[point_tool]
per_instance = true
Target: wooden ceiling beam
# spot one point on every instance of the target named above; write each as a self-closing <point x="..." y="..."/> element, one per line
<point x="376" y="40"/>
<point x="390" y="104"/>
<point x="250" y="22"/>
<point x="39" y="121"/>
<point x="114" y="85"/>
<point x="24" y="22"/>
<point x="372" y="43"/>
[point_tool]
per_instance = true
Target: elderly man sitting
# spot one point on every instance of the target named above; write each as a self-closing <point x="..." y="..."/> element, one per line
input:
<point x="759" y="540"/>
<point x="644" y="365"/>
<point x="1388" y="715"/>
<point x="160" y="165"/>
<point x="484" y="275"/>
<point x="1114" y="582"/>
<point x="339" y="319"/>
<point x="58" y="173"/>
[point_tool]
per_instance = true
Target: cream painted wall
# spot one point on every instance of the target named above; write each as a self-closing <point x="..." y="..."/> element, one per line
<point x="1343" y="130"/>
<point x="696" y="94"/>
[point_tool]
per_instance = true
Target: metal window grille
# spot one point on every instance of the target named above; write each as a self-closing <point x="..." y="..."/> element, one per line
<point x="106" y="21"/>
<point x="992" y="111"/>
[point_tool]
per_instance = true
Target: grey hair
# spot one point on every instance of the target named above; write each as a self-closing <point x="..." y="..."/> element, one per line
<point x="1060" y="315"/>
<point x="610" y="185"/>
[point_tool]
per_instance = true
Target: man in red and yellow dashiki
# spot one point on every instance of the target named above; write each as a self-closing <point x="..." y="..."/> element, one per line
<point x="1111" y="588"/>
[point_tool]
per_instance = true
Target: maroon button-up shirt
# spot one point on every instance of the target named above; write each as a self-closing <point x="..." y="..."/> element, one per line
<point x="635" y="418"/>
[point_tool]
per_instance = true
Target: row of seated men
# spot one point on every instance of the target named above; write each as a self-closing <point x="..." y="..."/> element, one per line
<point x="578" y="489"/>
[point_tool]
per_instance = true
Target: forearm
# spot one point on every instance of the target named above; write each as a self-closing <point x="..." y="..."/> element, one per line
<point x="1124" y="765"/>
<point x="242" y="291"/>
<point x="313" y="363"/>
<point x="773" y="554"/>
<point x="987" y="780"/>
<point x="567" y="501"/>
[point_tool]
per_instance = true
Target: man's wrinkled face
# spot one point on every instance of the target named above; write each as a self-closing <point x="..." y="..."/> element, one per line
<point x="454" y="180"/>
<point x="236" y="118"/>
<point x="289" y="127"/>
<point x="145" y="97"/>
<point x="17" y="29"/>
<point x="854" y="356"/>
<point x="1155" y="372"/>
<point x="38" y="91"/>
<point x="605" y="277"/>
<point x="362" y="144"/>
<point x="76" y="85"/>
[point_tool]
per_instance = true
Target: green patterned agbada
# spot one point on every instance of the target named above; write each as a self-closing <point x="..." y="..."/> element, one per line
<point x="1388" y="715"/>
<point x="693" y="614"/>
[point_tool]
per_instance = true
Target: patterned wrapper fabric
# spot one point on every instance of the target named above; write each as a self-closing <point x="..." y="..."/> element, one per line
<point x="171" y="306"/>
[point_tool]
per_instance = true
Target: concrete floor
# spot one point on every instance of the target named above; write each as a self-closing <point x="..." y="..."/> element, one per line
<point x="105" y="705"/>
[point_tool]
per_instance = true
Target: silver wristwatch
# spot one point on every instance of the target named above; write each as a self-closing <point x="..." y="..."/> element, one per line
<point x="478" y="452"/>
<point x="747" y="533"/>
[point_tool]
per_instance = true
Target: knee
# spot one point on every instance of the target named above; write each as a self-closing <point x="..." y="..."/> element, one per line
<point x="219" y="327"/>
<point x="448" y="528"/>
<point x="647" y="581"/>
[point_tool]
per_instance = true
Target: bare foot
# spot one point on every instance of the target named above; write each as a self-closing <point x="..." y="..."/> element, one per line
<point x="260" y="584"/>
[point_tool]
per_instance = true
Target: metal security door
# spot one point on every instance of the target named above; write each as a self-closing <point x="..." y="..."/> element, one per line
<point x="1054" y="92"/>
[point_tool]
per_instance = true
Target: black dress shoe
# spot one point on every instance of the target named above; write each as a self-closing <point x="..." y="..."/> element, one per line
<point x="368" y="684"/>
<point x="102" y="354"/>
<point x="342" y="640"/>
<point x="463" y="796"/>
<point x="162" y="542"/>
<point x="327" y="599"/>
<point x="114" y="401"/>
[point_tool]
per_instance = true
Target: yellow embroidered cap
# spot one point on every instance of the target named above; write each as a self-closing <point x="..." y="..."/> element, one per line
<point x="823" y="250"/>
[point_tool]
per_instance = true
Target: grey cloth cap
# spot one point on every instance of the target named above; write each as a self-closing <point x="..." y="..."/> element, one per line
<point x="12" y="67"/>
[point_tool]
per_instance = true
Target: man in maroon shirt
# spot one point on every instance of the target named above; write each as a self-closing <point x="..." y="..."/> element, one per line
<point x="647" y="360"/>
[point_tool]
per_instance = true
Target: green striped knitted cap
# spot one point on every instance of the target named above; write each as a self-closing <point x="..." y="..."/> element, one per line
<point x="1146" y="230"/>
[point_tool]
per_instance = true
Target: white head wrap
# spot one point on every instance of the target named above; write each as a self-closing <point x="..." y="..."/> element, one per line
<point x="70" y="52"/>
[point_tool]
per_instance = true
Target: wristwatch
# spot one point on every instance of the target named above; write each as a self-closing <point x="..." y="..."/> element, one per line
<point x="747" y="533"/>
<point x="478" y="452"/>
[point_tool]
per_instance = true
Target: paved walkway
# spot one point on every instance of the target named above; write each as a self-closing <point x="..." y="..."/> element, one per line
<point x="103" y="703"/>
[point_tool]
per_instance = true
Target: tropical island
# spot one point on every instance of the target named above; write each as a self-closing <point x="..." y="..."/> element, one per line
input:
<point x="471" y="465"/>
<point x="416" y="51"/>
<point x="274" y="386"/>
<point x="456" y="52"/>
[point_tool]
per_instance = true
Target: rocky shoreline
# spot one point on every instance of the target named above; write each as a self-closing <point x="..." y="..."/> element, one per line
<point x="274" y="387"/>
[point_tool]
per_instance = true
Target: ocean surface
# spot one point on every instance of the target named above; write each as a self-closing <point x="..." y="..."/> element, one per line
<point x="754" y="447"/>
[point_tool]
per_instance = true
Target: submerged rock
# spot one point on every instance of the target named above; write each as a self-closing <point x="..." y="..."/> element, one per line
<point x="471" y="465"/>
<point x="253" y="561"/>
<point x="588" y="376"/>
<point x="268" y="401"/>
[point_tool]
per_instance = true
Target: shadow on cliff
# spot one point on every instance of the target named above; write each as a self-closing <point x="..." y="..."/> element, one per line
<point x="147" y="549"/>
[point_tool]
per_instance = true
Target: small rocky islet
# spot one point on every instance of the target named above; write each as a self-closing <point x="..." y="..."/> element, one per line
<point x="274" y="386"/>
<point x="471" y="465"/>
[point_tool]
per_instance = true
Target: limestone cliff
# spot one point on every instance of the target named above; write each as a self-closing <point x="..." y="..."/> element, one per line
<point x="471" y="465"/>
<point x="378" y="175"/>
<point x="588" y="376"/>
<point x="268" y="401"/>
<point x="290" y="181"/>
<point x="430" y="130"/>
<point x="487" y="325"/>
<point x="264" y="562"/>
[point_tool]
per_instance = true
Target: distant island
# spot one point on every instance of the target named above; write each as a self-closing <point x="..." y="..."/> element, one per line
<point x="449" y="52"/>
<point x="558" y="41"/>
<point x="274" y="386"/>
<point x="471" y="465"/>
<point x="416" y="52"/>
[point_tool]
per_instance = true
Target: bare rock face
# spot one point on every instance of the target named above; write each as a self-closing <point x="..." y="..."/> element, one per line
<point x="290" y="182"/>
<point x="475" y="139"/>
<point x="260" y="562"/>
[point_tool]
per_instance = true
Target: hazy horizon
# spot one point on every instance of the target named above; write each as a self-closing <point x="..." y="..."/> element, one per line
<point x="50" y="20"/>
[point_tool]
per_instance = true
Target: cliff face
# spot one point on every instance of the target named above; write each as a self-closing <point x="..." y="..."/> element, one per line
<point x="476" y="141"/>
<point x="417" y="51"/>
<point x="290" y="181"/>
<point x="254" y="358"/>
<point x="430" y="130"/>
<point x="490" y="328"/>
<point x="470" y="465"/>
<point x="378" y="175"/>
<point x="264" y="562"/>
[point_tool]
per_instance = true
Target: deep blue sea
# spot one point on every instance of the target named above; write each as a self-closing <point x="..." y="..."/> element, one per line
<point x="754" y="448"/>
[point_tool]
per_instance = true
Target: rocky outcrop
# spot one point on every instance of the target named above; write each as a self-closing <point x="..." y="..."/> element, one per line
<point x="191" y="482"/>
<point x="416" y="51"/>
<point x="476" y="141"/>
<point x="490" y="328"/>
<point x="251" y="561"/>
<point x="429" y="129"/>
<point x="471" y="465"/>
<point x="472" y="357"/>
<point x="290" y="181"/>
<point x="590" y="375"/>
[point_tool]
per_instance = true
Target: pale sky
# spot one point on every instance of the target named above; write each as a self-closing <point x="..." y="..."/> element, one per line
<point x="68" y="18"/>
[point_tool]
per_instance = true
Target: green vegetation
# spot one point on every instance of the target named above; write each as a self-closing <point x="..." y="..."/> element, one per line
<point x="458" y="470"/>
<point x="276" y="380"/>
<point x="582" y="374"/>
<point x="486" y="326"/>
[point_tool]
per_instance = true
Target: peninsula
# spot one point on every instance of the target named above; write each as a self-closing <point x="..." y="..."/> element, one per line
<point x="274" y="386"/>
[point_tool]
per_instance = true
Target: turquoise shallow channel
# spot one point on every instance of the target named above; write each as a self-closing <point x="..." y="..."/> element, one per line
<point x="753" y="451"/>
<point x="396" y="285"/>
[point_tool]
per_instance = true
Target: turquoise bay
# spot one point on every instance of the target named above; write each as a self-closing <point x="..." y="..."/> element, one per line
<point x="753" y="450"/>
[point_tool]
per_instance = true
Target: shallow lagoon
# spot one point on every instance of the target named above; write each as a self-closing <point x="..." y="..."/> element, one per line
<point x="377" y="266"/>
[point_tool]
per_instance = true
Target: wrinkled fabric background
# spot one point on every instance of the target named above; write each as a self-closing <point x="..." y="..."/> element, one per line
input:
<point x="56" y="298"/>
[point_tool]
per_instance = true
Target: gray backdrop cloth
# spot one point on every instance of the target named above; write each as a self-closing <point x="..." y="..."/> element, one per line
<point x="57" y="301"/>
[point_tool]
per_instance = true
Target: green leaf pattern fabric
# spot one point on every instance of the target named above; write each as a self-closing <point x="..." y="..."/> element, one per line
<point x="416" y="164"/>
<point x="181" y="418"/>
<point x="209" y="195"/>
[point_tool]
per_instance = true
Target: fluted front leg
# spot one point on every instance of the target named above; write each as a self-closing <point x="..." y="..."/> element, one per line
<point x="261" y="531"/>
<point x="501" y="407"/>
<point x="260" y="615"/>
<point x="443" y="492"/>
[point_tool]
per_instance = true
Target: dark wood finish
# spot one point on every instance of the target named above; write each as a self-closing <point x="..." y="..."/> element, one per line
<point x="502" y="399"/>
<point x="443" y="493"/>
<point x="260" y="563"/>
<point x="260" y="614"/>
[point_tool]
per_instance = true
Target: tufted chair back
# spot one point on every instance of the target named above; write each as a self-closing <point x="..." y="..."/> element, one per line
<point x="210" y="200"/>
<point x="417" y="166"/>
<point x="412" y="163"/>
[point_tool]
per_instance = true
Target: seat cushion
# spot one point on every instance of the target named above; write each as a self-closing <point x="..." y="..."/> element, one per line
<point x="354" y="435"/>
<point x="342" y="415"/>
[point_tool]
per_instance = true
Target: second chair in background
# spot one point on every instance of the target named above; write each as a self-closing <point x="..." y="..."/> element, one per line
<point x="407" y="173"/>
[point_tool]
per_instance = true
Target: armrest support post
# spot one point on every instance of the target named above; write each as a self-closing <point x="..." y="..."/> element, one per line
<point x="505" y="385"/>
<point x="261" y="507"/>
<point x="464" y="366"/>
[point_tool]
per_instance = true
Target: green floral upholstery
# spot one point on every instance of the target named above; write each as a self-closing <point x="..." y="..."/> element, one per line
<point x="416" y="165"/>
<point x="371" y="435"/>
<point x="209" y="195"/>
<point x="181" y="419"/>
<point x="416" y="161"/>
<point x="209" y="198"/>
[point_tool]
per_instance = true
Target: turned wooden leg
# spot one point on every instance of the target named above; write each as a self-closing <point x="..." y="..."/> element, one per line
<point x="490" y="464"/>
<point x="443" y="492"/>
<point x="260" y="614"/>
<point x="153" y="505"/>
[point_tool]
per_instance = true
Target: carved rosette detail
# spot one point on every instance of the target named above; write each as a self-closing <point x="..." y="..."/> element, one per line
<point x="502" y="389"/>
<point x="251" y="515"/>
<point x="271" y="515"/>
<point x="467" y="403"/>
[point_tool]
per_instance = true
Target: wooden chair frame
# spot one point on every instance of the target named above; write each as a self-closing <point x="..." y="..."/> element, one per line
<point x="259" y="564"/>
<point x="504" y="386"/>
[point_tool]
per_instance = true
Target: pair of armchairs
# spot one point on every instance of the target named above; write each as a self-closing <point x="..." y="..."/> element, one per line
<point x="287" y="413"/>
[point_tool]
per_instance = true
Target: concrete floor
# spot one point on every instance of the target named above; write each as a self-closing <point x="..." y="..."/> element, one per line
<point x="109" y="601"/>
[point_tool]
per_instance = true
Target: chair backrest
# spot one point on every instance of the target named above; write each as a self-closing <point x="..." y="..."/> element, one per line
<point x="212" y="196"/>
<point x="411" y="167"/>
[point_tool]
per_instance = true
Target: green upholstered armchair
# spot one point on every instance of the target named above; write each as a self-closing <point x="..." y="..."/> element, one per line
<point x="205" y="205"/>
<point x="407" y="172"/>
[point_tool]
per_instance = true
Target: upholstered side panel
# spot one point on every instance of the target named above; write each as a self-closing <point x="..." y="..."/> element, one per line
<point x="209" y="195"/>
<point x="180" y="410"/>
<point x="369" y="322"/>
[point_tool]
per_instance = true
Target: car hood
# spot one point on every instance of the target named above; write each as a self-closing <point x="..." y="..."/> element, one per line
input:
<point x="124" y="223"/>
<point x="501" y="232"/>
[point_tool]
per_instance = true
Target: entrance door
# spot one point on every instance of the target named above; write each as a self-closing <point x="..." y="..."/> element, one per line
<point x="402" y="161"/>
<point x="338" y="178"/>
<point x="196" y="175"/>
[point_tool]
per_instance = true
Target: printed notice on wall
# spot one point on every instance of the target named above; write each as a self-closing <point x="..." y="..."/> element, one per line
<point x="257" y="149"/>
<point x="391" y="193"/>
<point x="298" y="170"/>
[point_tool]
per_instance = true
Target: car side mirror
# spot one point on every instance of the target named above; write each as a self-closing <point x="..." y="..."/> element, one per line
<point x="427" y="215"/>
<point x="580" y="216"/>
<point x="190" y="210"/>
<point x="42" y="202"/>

---------------

# WHAT IS NEEDED
Which lines of the entries above contain the word "upholstered"? Report each such line in full; a match must have the same letter case.

# ANSWER
Target: green upholstered armchair
Target: upholstered side panel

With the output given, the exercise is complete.